• [YOUR TASK]
Compute how many lines in the entries below include the string "surface". Only the number is wanted.

• [SUPPLIED RECORDS]
^^^^

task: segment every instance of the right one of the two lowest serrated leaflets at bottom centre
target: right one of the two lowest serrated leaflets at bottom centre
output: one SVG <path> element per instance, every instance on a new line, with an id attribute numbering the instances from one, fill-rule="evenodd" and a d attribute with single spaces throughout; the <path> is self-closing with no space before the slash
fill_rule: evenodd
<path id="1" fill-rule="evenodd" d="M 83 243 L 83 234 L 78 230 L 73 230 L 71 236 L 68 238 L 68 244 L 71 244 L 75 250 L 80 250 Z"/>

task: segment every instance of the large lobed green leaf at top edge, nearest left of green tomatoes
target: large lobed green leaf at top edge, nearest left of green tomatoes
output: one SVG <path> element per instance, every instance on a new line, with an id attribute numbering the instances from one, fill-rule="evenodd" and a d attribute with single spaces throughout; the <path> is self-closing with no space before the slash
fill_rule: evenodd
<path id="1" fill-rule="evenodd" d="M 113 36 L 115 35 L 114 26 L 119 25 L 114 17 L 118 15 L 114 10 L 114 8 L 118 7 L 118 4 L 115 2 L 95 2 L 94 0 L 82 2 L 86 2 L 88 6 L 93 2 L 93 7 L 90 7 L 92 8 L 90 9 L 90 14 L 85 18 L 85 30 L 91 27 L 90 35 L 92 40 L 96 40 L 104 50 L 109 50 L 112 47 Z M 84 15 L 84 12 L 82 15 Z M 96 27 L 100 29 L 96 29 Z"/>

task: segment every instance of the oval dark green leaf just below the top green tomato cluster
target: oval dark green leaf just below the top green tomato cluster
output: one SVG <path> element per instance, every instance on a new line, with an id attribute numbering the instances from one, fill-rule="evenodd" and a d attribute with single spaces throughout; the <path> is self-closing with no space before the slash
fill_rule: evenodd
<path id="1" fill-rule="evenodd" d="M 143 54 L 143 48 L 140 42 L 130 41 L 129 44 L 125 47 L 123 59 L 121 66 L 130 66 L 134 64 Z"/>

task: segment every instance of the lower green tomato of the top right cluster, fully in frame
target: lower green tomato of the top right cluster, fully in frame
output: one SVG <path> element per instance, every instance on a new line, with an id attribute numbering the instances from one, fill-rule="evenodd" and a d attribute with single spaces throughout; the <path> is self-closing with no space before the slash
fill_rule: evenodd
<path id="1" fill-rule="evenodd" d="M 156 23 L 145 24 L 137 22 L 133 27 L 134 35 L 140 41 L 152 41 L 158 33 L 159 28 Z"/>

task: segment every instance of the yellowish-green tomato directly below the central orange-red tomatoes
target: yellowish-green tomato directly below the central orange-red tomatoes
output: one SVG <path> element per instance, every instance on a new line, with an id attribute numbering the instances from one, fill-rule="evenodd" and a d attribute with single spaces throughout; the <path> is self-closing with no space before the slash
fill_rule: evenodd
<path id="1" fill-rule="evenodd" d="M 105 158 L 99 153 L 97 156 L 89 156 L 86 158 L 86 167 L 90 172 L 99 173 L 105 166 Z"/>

^^^^

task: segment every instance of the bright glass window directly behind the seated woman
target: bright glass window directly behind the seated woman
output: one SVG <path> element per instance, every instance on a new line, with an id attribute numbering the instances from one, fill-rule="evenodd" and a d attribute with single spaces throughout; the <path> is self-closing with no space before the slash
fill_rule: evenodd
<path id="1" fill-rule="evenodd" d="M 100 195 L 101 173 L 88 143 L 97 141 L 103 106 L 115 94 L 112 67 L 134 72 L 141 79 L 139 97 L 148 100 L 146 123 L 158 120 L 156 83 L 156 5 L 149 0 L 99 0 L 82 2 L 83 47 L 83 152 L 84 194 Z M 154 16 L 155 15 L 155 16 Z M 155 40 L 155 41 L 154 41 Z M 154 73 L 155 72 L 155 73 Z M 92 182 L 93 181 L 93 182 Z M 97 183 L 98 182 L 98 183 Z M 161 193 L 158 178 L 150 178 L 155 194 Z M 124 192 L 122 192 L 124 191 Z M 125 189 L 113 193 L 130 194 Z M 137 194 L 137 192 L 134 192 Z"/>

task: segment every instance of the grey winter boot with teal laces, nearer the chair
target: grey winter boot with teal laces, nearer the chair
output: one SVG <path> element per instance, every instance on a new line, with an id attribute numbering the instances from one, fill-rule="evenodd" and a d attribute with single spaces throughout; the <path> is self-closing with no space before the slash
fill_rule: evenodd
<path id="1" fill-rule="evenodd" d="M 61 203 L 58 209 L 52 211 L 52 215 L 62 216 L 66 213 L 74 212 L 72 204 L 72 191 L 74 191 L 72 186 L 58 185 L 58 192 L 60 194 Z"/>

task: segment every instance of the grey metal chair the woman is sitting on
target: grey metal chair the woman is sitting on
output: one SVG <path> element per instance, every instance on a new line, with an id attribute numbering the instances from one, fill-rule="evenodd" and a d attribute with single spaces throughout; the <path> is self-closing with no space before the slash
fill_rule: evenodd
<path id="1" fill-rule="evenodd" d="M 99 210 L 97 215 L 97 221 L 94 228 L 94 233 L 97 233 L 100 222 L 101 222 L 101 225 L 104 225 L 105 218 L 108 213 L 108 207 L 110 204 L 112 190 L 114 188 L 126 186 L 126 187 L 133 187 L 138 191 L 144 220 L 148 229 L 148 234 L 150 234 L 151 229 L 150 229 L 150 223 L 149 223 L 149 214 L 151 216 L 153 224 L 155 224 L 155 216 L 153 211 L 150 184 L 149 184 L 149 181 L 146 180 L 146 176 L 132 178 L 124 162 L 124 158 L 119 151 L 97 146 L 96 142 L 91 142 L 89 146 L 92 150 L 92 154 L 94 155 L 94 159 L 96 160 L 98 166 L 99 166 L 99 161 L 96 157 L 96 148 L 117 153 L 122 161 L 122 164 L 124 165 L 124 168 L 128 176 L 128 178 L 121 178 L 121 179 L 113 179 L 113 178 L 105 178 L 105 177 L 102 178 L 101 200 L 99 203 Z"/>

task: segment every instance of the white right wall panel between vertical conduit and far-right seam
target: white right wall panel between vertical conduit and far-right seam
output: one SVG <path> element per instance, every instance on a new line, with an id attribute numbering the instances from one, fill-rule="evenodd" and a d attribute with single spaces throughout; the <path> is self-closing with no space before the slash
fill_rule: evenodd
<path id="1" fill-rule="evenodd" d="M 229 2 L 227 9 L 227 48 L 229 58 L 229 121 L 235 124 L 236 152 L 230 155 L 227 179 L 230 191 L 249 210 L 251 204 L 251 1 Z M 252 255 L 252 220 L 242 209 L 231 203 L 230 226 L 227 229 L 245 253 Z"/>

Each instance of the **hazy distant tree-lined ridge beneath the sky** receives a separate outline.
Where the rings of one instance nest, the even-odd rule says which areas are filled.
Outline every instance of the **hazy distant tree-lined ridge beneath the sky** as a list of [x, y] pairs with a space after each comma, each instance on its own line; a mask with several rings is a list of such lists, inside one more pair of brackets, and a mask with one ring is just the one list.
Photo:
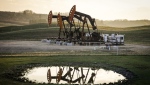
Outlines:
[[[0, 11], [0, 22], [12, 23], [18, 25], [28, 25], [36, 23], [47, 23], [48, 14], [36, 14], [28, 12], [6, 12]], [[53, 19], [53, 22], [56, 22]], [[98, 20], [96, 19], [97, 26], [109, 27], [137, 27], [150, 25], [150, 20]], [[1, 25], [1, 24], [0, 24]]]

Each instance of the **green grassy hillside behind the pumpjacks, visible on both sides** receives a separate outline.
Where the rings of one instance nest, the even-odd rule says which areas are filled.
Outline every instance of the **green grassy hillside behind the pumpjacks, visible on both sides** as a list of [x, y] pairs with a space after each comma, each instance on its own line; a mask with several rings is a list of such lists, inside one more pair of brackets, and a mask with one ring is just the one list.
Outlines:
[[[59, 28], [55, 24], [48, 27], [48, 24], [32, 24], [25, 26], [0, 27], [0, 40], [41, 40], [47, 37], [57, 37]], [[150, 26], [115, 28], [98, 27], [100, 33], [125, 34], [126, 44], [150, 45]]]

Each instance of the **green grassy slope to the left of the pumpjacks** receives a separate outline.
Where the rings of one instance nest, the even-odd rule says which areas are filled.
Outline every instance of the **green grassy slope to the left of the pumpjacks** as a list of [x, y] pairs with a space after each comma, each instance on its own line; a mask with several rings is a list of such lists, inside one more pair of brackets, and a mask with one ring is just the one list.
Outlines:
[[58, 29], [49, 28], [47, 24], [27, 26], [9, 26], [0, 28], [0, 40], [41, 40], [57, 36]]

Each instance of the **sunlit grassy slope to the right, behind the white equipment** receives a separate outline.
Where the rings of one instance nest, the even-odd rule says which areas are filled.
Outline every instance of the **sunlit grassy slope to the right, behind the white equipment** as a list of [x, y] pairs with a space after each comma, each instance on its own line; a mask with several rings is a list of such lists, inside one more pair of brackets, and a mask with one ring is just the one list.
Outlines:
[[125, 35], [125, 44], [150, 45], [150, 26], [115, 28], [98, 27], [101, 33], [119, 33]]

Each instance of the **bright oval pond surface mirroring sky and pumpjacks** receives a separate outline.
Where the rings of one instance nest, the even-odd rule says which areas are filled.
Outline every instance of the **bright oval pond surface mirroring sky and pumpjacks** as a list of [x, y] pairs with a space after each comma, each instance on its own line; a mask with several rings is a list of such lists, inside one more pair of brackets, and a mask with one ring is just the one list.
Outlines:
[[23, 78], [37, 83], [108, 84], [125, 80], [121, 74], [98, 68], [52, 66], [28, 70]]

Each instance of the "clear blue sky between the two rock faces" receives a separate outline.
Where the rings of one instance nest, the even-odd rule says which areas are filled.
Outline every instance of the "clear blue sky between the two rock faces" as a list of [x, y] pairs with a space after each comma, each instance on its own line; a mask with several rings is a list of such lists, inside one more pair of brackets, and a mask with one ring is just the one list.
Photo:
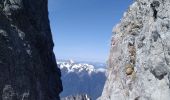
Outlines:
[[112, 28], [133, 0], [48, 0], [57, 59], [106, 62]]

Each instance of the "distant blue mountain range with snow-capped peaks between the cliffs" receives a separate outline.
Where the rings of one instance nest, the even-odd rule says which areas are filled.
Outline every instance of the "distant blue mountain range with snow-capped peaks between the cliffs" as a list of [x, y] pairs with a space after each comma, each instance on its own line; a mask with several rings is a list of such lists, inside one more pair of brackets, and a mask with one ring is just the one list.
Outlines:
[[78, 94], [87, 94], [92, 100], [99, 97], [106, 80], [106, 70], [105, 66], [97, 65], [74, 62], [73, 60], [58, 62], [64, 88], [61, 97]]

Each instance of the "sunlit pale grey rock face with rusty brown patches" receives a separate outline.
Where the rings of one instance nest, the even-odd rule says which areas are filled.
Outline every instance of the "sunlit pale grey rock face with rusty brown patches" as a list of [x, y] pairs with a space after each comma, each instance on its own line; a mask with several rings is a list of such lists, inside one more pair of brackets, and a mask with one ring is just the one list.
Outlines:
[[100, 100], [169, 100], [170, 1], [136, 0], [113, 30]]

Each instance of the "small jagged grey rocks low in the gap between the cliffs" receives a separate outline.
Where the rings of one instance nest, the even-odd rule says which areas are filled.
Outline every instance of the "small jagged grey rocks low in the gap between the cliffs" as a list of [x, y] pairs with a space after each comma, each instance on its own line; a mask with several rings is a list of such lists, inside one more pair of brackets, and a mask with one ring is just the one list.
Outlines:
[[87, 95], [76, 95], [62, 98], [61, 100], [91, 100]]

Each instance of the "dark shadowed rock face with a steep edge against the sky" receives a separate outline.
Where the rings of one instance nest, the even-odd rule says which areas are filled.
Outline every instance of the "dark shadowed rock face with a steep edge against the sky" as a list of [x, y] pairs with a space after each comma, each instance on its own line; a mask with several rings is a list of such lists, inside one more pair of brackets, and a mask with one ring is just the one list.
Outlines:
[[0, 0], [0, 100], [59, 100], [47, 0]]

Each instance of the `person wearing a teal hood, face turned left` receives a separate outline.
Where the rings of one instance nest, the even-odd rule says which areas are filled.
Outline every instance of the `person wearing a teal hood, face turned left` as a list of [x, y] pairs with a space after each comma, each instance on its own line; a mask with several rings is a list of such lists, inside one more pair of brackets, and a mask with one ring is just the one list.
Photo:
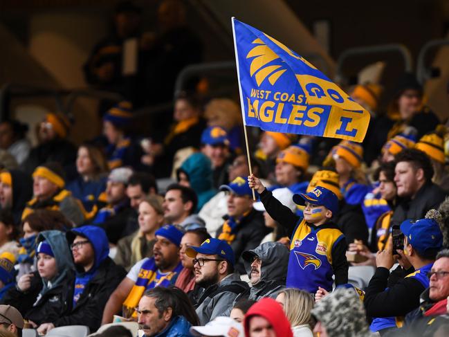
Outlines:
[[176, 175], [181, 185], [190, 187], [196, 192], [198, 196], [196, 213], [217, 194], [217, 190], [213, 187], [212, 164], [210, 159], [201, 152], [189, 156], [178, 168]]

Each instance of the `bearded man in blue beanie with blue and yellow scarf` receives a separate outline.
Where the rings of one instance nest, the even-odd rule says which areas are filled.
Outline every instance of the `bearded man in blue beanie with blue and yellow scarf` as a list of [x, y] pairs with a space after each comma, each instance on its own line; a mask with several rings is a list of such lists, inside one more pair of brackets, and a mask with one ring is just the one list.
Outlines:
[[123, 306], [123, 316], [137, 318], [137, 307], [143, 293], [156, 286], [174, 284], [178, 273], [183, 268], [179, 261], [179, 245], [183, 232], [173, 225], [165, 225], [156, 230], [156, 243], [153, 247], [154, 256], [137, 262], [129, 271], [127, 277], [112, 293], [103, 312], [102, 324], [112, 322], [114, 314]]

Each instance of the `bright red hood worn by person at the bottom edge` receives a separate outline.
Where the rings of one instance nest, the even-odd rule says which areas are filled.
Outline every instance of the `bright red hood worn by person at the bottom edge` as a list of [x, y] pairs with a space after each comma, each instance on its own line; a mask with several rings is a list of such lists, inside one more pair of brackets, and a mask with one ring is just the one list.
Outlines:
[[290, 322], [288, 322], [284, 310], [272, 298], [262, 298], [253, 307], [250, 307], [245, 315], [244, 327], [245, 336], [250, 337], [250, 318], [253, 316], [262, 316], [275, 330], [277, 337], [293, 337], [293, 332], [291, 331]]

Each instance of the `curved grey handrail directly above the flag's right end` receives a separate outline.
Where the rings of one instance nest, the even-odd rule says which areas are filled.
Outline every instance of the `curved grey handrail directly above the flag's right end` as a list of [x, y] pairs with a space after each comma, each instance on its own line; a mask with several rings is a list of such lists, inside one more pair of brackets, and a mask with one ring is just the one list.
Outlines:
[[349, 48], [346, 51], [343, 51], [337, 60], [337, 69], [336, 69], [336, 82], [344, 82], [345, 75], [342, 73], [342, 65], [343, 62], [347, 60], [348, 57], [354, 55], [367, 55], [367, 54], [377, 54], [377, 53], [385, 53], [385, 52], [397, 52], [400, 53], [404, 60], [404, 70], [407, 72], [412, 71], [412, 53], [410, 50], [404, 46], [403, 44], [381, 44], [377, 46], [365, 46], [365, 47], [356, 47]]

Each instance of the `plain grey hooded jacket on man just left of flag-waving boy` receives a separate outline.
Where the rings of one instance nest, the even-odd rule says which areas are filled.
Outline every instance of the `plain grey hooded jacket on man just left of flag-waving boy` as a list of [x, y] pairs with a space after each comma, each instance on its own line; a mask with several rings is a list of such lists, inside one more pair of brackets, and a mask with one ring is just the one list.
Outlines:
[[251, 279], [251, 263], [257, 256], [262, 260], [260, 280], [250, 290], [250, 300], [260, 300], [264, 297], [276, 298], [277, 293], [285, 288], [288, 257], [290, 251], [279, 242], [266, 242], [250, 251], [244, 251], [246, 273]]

^^^^

• [SOLUTION FOR THIS EXERCISE]
2